-- begin Rows --

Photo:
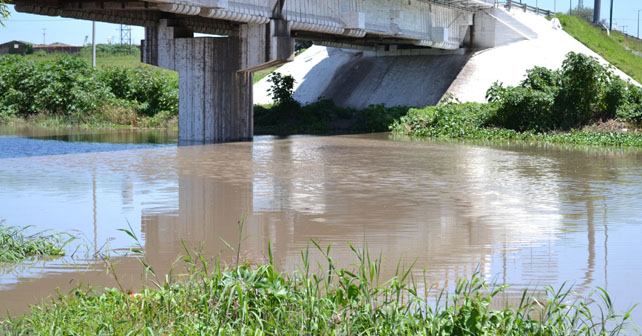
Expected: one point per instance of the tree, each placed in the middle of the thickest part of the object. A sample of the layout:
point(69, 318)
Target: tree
point(4, 11)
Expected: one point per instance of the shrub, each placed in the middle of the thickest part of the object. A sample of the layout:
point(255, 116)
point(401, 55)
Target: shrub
point(583, 82)
point(522, 109)
point(448, 120)
point(69, 88)
point(377, 118)
point(631, 110)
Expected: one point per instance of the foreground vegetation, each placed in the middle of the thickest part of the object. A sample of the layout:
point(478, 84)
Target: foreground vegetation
point(562, 106)
point(616, 48)
point(16, 246)
point(213, 299)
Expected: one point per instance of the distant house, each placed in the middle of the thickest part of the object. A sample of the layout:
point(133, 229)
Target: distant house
point(58, 48)
point(16, 48)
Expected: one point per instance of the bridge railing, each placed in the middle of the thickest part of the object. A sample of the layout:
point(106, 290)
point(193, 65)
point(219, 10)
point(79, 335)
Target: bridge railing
point(527, 8)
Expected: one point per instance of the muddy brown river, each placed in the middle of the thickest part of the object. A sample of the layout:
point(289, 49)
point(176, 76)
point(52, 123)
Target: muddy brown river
point(521, 214)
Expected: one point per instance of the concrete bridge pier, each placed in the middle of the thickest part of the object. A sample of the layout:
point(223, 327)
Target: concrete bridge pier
point(216, 75)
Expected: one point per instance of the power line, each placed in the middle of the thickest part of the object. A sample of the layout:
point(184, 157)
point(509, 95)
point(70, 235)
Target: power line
point(10, 20)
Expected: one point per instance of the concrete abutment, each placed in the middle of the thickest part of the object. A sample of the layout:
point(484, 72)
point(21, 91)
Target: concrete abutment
point(216, 76)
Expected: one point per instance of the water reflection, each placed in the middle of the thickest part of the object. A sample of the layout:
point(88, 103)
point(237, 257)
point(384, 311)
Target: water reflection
point(523, 215)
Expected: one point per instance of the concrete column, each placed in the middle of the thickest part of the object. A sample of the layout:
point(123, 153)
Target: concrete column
point(215, 100)
point(215, 76)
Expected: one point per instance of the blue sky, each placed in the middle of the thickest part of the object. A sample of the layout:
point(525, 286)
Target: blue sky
point(29, 27)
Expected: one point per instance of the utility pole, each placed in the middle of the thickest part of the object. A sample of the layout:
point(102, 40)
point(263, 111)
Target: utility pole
point(93, 44)
point(611, 17)
point(639, 10)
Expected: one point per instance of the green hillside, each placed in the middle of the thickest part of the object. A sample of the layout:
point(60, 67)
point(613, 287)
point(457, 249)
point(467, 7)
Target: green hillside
point(617, 48)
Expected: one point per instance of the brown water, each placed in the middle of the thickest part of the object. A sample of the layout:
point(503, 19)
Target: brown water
point(522, 215)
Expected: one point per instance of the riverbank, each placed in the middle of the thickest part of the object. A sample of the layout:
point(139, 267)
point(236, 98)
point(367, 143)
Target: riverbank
point(581, 103)
point(260, 300)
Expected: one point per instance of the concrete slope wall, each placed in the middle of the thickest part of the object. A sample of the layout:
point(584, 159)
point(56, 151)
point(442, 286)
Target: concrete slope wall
point(355, 79)
point(358, 79)
point(508, 63)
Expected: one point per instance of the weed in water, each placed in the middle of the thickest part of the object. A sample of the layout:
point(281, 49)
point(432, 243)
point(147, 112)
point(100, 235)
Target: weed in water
point(259, 300)
point(16, 245)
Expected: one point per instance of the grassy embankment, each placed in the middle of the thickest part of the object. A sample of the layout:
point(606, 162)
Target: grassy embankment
point(616, 48)
point(582, 103)
point(212, 299)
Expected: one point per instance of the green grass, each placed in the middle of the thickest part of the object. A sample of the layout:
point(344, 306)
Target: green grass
point(16, 246)
point(260, 300)
point(612, 48)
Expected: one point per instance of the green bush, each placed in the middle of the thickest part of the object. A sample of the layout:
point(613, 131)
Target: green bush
point(580, 92)
point(582, 85)
point(155, 91)
point(451, 120)
point(522, 109)
point(67, 87)
point(111, 50)
point(62, 87)
point(631, 110)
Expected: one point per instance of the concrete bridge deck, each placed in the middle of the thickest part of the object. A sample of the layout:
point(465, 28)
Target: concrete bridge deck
point(216, 72)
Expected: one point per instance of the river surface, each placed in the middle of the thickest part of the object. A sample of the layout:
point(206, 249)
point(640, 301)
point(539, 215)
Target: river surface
point(520, 214)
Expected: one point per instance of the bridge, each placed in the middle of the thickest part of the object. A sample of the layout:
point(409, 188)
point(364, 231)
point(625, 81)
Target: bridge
point(216, 72)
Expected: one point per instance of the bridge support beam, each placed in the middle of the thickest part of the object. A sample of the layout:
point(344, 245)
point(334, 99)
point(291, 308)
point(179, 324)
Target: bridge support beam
point(215, 77)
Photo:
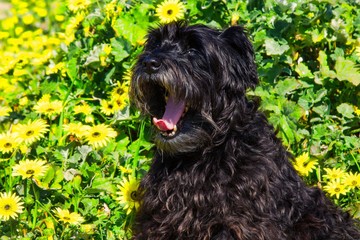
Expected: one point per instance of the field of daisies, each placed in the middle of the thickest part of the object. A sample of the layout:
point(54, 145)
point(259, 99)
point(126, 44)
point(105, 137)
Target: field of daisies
point(72, 149)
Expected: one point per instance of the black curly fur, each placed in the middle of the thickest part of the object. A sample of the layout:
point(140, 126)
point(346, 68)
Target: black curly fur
point(224, 175)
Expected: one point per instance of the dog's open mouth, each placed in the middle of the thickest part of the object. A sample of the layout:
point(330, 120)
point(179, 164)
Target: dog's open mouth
point(169, 123)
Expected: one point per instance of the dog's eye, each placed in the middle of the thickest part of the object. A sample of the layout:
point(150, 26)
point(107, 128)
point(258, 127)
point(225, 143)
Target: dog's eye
point(190, 51)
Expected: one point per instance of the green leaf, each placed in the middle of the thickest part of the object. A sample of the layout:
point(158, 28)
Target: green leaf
point(303, 70)
point(72, 69)
point(128, 29)
point(273, 47)
point(102, 184)
point(287, 86)
point(346, 110)
point(346, 70)
point(120, 49)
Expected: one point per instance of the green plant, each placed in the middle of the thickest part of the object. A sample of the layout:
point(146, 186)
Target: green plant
point(64, 77)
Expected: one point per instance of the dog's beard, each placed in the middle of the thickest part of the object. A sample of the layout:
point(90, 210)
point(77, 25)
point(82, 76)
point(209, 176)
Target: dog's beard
point(181, 124)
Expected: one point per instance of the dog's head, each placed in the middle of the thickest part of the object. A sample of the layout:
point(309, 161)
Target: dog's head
point(188, 79)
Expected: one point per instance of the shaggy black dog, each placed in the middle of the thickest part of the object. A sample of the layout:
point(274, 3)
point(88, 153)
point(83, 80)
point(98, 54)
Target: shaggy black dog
point(219, 170)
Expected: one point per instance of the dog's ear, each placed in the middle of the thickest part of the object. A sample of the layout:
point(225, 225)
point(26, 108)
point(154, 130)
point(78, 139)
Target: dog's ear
point(239, 43)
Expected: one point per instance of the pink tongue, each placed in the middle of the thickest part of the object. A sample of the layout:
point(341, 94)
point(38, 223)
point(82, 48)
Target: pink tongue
point(173, 111)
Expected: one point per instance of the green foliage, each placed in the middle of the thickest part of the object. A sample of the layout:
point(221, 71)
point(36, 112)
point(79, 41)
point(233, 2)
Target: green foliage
point(307, 52)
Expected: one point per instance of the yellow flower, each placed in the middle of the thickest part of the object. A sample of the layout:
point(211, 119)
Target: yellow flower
point(129, 194)
point(335, 188)
point(31, 131)
point(334, 173)
point(352, 180)
point(107, 107)
point(4, 111)
point(47, 107)
point(127, 77)
point(76, 5)
point(28, 19)
point(170, 10)
point(77, 129)
point(7, 142)
point(55, 68)
point(30, 169)
point(119, 101)
point(356, 109)
point(235, 16)
point(125, 170)
point(99, 135)
point(10, 206)
point(304, 165)
point(120, 89)
point(23, 101)
point(65, 216)
point(83, 108)
point(357, 50)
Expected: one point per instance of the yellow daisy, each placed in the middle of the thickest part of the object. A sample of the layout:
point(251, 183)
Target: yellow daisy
point(48, 107)
point(77, 129)
point(334, 173)
point(67, 217)
point(7, 142)
point(30, 169)
point(336, 188)
point(119, 101)
point(352, 180)
point(170, 10)
point(356, 109)
point(99, 135)
point(107, 107)
point(83, 108)
point(304, 165)
point(31, 131)
point(10, 206)
point(120, 89)
point(76, 5)
point(5, 111)
point(129, 194)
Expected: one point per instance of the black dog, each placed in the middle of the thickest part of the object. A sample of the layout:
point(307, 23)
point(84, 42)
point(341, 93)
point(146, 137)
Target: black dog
point(219, 170)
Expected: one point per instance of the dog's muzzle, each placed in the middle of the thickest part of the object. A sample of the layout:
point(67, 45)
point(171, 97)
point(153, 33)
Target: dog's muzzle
point(151, 64)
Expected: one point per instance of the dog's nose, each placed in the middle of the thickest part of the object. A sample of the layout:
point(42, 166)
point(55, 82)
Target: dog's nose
point(151, 64)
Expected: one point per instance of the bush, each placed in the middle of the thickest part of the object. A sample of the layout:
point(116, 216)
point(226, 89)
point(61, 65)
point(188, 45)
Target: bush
point(72, 150)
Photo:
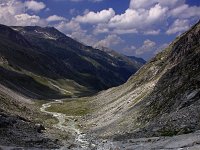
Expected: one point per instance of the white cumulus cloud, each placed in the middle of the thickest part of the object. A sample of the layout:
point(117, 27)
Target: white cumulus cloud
point(98, 17)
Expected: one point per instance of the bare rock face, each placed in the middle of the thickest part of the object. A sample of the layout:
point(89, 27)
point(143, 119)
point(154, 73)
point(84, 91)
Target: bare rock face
point(161, 99)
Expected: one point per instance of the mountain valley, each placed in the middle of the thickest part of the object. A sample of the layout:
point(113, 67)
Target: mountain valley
point(58, 93)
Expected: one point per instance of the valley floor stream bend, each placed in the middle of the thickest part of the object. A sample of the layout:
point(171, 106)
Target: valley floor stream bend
point(67, 124)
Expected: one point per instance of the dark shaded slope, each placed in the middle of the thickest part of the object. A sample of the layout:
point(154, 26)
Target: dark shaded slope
point(162, 98)
point(46, 53)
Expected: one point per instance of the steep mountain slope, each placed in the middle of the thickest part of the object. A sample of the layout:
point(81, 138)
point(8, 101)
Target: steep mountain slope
point(140, 60)
point(44, 63)
point(162, 98)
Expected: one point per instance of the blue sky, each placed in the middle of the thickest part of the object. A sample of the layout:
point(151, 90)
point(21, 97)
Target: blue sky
point(132, 27)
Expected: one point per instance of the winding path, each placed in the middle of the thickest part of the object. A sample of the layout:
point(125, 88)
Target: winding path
point(67, 124)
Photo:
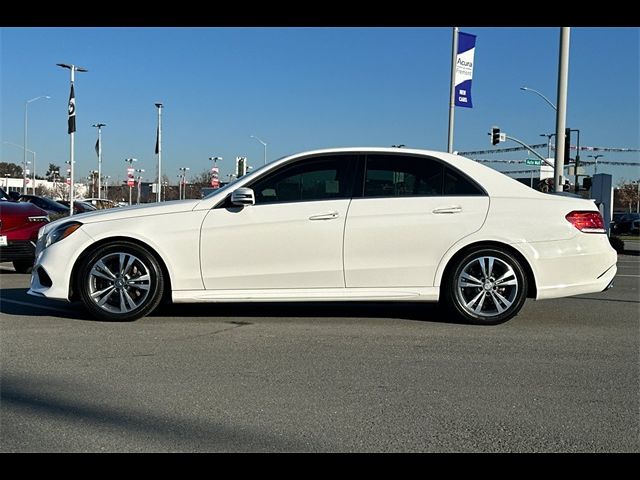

-- end Rows --

Written request: Output a JSON list of strings with one string per line, skipping blank lines, for everything from the line containing "Expected: one point per instance of the yellow daisy, each" down to the line containing "point(72, 150)", both included.

Worked solution:
[
  "Expected: one point per instance of the yellow daisy, each placed in the middle of the thickest part of the object. A sample of the layout:",
  "point(251, 183)",
  "Target: yellow daisy",
  "point(48, 107)",
  "point(77, 129)",
  "point(334, 173)",
  "point(67, 217)",
  "point(7, 142)",
  "point(30, 169)",
  "point(336, 188)",
  "point(119, 101)",
  "point(352, 180)",
  "point(170, 10)",
  "point(356, 109)",
  "point(99, 135)",
  "point(107, 107)",
  "point(83, 108)",
  "point(304, 165)",
  "point(31, 131)",
  "point(10, 206)",
  "point(120, 89)",
  "point(76, 5)",
  "point(5, 111)",
  "point(129, 194)",
  "Expected: one point per instance of the black dog, each placed in the middle of the thickest part of the object. A sample of the layout:",
  "point(307, 23)",
  "point(84, 42)",
  "point(341, 93)",
  "point(146, 137)",
  "Target: black dog",
  "point(219, 170)",
  "Expected: one point per instance of the dog's muzzle, each placed in the middle of the thickest part of the object. A sample of the layout:",
  "point(67, 45)",
  "point(171, 97)",
  "point(153, 33)",
  "Target: dog's muzzle",
  "point(151, 64)",
  "Expected: one point per instance of the dog's nose, each placed in the middle of the thickest part of the object. A sample of the layout:",
  "point(42, 166)",
  "point(55, 82)",
  "Target: dog's nose",
  "point(151, 64)",
  "Expected: one point per instance of the bush, each placed in the middle of the thickest part of the object. A sample of the layout:",
  "point(116, 216)",
  "point(226, 89)",
  "point(61, 65)",
  "point(188, 45)",
  "Target: bush",
  "point(72, 150)"
]